■ **YOUR ASSIGNMENT**
When a line in the listing contains the string "outline", pick it out and copy it.

■ **DATA SHOWN**

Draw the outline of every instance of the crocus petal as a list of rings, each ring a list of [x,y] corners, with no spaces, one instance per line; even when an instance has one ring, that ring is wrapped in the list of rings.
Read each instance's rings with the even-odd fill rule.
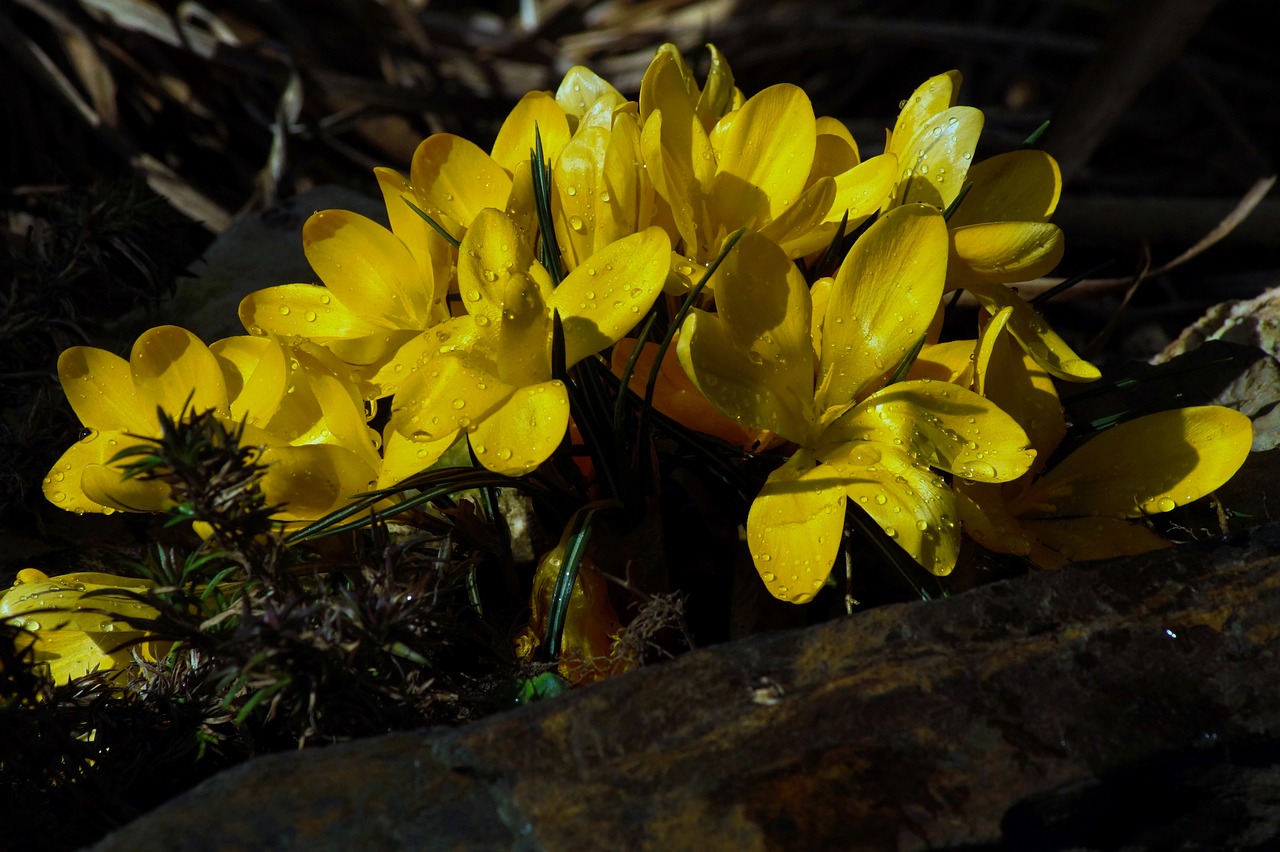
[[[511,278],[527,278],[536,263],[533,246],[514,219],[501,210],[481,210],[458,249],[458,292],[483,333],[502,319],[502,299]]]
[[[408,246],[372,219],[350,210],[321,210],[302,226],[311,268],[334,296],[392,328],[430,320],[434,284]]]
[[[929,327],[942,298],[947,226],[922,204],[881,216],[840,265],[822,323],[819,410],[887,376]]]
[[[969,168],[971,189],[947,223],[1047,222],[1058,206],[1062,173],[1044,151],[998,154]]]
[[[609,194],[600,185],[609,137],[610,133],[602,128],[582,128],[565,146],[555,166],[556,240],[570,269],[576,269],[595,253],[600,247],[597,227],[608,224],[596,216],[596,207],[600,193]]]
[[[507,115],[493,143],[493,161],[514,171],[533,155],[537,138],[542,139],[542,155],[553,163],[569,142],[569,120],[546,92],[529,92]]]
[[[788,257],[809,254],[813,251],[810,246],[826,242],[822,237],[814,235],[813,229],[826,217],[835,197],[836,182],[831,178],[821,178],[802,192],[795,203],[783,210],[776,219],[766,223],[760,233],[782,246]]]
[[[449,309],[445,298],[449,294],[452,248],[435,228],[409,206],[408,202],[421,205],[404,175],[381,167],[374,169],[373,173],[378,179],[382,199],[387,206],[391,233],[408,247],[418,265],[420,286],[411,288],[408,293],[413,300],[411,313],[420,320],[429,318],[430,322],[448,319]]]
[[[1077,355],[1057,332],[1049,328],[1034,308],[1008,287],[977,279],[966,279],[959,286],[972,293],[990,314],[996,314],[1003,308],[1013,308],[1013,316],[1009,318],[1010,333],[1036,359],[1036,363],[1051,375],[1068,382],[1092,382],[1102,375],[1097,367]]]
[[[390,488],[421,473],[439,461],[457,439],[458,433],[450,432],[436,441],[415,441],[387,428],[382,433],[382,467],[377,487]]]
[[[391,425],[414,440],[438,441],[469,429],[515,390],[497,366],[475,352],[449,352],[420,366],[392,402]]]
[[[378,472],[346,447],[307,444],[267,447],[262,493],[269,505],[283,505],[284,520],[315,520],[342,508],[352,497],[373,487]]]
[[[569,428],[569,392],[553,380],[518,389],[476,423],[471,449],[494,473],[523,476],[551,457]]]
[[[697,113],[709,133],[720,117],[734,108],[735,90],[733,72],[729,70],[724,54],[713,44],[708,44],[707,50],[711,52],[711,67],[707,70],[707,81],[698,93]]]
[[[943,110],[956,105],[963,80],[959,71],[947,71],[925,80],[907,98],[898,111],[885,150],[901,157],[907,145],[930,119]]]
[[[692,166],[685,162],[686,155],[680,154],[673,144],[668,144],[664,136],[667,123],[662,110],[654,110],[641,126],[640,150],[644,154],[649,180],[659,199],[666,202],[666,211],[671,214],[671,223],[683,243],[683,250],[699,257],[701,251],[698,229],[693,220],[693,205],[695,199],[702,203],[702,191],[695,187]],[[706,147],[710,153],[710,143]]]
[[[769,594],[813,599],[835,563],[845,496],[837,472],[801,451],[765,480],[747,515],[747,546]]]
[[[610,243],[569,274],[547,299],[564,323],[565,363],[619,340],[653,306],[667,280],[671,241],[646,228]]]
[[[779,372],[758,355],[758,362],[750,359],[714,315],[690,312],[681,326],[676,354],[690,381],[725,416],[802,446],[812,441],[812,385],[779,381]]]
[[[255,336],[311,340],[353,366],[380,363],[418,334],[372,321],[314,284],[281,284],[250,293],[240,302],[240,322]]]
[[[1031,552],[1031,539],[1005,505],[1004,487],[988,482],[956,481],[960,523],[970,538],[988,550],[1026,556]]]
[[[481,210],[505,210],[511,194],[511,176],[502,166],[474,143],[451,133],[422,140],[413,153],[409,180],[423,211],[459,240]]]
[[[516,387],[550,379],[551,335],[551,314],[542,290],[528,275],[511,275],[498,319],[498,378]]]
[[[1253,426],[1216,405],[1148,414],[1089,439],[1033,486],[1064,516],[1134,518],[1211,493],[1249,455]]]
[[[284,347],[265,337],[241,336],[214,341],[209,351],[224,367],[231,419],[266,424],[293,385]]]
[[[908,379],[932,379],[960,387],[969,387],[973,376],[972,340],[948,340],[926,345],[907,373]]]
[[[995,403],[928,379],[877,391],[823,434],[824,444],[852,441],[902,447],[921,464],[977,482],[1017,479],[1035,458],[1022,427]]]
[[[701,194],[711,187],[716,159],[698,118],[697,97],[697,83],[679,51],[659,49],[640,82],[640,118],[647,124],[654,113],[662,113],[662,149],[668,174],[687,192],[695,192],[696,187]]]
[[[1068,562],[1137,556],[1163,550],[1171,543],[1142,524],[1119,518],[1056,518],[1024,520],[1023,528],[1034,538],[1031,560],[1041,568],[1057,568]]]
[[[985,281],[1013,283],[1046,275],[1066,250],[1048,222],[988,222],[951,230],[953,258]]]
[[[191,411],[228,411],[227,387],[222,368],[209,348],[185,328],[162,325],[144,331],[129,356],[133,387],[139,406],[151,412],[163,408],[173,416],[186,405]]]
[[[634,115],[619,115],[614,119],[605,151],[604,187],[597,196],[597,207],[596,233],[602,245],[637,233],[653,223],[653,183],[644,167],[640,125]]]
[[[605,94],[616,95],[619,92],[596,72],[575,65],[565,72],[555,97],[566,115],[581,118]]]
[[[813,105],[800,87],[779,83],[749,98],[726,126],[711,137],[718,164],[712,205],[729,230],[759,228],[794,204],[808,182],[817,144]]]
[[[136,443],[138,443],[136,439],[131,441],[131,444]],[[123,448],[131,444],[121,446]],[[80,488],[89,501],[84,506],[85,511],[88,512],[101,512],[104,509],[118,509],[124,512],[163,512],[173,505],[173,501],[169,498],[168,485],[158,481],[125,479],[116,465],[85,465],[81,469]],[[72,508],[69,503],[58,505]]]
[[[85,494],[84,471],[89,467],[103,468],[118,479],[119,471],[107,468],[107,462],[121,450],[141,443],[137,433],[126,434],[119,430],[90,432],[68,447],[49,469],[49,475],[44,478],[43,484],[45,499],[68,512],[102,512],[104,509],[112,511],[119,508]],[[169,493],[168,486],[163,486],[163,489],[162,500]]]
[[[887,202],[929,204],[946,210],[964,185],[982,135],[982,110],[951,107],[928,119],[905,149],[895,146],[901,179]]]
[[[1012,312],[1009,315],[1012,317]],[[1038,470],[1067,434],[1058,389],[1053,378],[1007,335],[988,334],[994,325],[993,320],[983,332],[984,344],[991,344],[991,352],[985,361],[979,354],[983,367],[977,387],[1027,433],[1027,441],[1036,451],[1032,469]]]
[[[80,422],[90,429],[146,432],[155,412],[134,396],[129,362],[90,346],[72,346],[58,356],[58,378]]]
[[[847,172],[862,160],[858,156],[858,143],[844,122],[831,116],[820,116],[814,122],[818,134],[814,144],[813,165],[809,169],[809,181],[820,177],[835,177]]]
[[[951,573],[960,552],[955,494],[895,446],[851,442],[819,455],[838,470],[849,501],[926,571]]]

--

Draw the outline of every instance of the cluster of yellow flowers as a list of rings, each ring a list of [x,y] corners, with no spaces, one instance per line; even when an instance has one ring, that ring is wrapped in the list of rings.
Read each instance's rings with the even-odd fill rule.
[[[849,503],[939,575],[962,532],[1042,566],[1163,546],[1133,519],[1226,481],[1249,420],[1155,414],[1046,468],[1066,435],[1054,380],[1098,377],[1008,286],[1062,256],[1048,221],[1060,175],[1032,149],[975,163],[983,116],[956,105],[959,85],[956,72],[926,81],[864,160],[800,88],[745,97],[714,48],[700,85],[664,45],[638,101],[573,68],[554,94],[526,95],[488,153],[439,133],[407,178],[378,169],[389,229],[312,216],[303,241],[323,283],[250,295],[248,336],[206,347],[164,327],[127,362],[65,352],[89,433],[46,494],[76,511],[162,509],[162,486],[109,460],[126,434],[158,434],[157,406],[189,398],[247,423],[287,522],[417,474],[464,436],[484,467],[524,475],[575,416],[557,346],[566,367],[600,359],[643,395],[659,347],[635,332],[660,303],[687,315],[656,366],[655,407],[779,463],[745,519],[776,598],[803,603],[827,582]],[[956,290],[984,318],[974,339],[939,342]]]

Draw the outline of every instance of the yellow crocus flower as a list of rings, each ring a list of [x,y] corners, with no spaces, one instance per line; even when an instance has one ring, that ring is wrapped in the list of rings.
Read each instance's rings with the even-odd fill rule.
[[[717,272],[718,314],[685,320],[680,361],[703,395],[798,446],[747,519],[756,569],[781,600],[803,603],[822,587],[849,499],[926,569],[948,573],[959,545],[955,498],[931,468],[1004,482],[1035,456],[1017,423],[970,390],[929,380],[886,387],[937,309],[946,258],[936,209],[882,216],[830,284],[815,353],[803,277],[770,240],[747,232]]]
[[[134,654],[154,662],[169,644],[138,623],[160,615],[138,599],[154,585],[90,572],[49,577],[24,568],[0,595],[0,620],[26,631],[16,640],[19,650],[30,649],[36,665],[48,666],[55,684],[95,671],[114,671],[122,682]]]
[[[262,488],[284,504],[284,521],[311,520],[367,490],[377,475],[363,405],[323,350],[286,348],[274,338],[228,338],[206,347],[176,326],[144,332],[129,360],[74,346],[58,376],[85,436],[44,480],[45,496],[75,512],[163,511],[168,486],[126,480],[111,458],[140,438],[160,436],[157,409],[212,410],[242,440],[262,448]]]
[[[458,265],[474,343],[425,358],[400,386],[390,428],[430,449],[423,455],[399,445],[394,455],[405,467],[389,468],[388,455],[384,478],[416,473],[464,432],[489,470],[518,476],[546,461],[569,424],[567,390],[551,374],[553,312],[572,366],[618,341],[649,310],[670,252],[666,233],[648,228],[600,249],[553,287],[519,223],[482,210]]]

■ **ANSWER TO THIS PROBLEM**
Draw the outline of every instance of the crocus petal as a list of rings, each ring a list of [x,y] corners, with no spaces, one instance per line; even when an instance has one ring, that ring is wrapped in the list of rings.
Draw the outline of every instance of the cluster of yellow flowers as a list of rings, each ring a list of [x,y] corners, with no spaces, one instance per line; even when an instance has one ring, that ring is wrapped in the list of rings.
Draw the outline of every instance of the yellow crocus flower as a list of rings, each ring a list of [x,y] corners, with no spaces, one instance per line; even when an instance has one ring, that ring is wrapped in the list of rings.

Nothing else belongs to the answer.